- What the exercise asks -
Copy each of the entries below faithfully, setting aside any pictures.

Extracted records
☆ ☆ ☆ ☆ ☆ ☆ ☆
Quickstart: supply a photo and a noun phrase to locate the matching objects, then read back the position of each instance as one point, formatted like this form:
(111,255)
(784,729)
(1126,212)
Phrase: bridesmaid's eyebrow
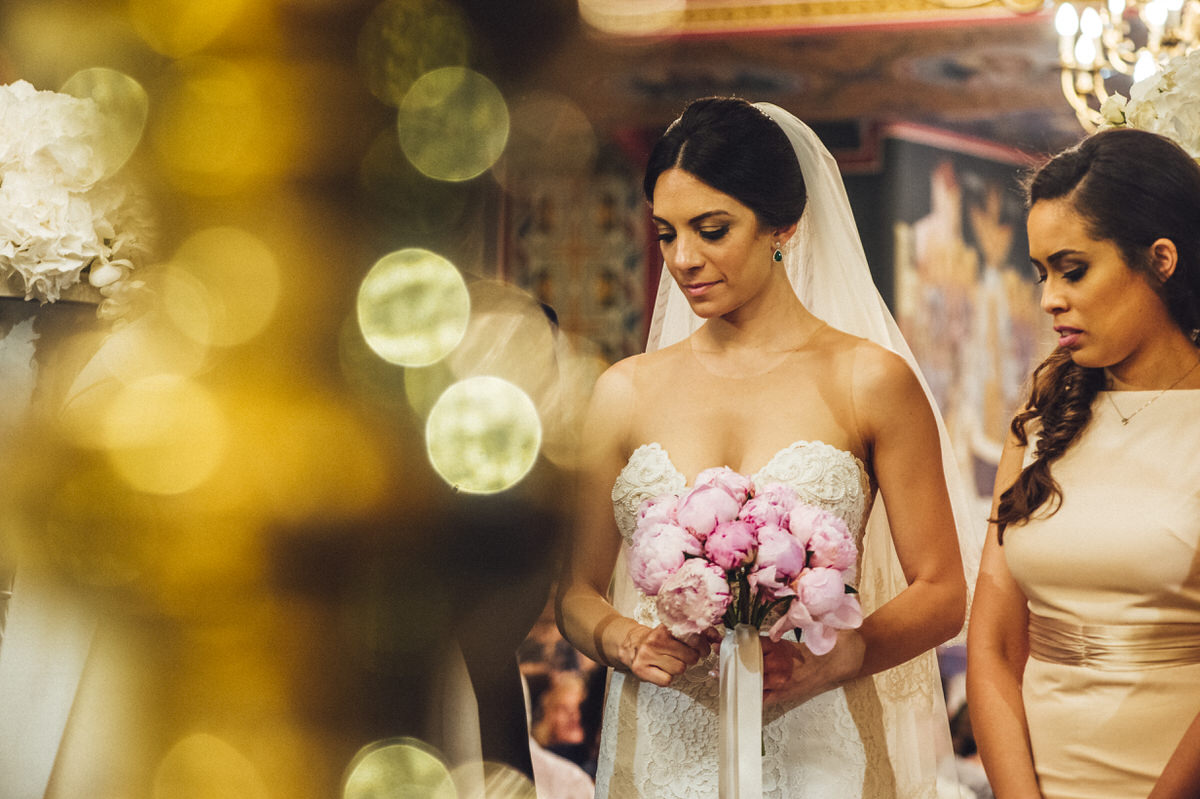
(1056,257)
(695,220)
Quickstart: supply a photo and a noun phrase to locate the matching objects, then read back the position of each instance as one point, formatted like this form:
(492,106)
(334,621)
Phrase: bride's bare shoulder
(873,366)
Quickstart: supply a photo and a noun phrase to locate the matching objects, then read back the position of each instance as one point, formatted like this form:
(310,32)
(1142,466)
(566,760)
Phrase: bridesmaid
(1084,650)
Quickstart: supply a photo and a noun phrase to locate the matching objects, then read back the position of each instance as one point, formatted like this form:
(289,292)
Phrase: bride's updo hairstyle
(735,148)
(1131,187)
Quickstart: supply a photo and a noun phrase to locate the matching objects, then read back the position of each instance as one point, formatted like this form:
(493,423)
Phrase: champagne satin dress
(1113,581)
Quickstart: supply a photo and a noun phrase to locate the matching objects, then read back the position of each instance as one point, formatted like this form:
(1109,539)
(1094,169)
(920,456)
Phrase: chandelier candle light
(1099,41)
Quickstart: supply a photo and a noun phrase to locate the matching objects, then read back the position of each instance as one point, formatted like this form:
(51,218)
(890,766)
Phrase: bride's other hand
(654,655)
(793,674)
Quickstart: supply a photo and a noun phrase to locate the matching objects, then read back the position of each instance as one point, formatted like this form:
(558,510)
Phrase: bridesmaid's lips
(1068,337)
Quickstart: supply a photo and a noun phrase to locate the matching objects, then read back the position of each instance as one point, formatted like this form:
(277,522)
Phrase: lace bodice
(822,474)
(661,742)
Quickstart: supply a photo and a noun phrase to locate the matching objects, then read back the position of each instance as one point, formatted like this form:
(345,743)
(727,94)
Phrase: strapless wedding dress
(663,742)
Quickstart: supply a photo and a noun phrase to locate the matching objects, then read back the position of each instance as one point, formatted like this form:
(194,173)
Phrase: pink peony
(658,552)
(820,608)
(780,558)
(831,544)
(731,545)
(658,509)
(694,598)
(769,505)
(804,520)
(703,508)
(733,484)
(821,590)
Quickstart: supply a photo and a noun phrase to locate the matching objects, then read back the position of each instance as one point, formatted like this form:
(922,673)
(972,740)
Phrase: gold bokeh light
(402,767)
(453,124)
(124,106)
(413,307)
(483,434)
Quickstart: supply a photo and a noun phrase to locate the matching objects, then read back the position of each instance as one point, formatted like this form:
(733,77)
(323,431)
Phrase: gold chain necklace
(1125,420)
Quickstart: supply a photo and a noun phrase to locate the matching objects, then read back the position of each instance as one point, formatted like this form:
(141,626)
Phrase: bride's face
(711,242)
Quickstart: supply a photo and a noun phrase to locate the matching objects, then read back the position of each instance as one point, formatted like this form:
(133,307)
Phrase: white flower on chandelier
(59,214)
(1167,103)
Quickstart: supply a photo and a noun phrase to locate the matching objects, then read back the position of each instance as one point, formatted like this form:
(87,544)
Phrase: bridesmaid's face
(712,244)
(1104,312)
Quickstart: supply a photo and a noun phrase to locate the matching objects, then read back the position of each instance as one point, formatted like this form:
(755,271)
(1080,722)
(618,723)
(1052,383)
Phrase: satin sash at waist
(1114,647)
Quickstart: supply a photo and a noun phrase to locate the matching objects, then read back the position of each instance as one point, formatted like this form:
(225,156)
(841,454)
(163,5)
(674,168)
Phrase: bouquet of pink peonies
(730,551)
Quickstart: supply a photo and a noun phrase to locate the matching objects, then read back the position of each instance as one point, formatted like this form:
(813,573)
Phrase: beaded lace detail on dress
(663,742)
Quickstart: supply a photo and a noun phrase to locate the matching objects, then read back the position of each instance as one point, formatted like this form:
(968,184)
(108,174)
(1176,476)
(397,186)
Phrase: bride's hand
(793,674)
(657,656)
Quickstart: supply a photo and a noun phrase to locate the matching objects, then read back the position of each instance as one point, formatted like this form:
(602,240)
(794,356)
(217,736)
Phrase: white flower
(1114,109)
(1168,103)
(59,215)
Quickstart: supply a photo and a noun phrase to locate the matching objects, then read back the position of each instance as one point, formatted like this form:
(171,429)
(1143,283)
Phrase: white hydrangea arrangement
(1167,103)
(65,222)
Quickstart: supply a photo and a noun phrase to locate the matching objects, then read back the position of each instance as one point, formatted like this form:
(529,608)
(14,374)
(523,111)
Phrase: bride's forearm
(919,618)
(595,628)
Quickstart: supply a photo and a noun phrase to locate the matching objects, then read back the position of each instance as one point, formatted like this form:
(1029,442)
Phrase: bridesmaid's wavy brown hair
☆ ☆ ☆ ☆ ☆ ☆ ☆
- Worked solution -
Quickstart: supply a photo and a noun phrase to locate the matching objects, then read back the position of each instance as one point, formatted like this form:
(111,255)
(784,729)
(1126,212)
Phrase: bridesmaid's eyebrow
(1056,257)
(695,220)
Quickstart: supply a photo and a noun phrase to locate the matching objects, then read back the position of each instance as one point, formatted like this form:
(492,106)
(334,621)
Phrase: bride's bare shoulder
(873,366)
Quickstart: supply a photo and a noun phrase to locate the matching objects, then read back the position of each instance as one point, formatted like this form:
(310,32)
(1142,466)
(566,760)
Phrase: bridesmaid
(1084,650)
Quickstart: supply a photo and a noun phrase to locate the matching objects, then read back the position of each instance as one point, formatted like this form:
(289,292)
Phrase: bride's updo hairstyle
(735,148)
(1131,187)
Quickstart: supply a photo and a noun phrase to locate the matching objects, then read back the position of each instance as one point, formatted like this form:
(493,423)
Phrase: champagne satin dress
(1113,581)
Quickstart: supply a photo and a noun phrase to locate the matching objects, then read back the position of each instance as one point, formatted like this form:
(1109,539)
(1094,169)
(920,456)
Phrase: chandelier candle light
(1099,41)
Quickstart: supply a photo and a noun phrase to locate the matching objects, then read back the position of each instance as one point, formatted like this form:
(51,218)
(890,766)
Phrase: bride's other hand
(654,655)
(793,674)
Quickstart: supply a photo and a noun phrase to locate the matching objects, then read back the position of each instance as one point, formatted like this form:
(558,510)
Phrase: bridesmaid's lips
(1068,337)
Quickstart: supply a photo and a noun phrase to locate the matching objects, then read back the position of each instance as one point, formatted like this form:
(277,522)
Phrase: lace bodice
(822,474)
(661,742)
Quickstart: supply a photo and a noun phrase to locate the matching objects, then read back the position of each instance as one point, formatted like this form:
(345,743)
(727,94)
Phrase: strapless wedding dress
(663,742)
Quickstart: supply a photo and a noun phrase to locate the matching objects, then read back the position of each instance as one point, formatted like this form:
(194,173)
Phrase: pink peony
(658,552)
(820,608)
(780,558)
(831,544)
(731,545)
(658,509)
(694,598)
(769,505)
(804,520)
(703,508)
(733,484)
(821,590)
Quickstart: supply a photo and a noun phrase to locate the matching objects, then read back the position of each instance as one point, formatted like this form:
(922,673)
(972,740)
Phrase: gold bokeh light
(402,767)
(453,124)
(124,106)
(413,307)
(483,434)
Quickstart: supply a photo and a noun phrase to locate the matching objects, then read back the position of each instance as one point, formatted like this form:
(733,77)
(323,431)
Phrase: gold chain necklace
(1125,420)
Quickstart: supply a photo and a noun phrase to locate the matching objects, then read back the position of each instance as one point, formatted like this form:
(141,626)
Phrase: bride's face
(711,242)
Quickstart: supply a photo and a noun phrase to locate the matching objects, then read back the position of each instance as one point, formatted like this form:
(133,307)
Phrase: white flower on chandelier
(59,214)
(1167,103)
Quickstart: supply a photo and a noun phrase to locate the matching objects, then read back the position of each instance as one point, formatted like this form:
(87,544)
Phrase: bridesmaid's face
(712,244)
(1104,312)
Quickstart: supply a photo and a noun phrase to locate the matching objects, then read back the position of each instance as one point, formatted like this form:
(755,271)
(1080,722)
(618,723)
(1052,383)
Phrase: satin sash at waist
(1114,647)
Quickstart: supply a photo and a noun phrase to locate the matching objects, then read back the position of each instance as one point, formatted like this form:
(225,156)
(841,454)
(163,5)
(674,168)
Phrase: bouquet of pink peonies
(730,551)
Quickstart: supply a photo and a noun phrase to locate the matching objects, then read back the position of each instance as one point, formatted like this form:
(813,573)
Phrase: beaded lace detail on dress
(663,742)
Quickstart: supply a photo and a noun phrase to locate the matching objects, then read back the position of each instance as one point, formatted like this form:
(968,184)
(108,174)
(1176,476)
(397,186)
Phrase: bride's hand
(793,674)
(657,656)
Quickstart: supply a photo and a noun phrase to locate the matching objects, then read back the position of each instance as one point, formatted like this form:
(602,240)
(794,356)
(217,736)
Phrase: white flower
(1114,109)
(1168,103)
(59,215)
Quickstart: supply a photo and a noun phrase to locate the matching objects, then read back the position of each instance as one point, formatted like this form:
(171,429)
(1143,283)
Phrase: white hydrangea arrangement
(1167,103)
(65,222)
Quickstart: supply a photo and a noun phrase to locate the matching objects, then read back the position of each instance as one point, formatted like this form:
(529,608)
(14,374)
(523,111)
Phrase: bride's forearm
(919,618)
(595,628)
Quickstart: supply a photo and a noun phrase to locate the matching objects, then read back the position of each instance as one point, formatted like this form:
(1029,442)
Phrase: bridesmaid's wavy brown hair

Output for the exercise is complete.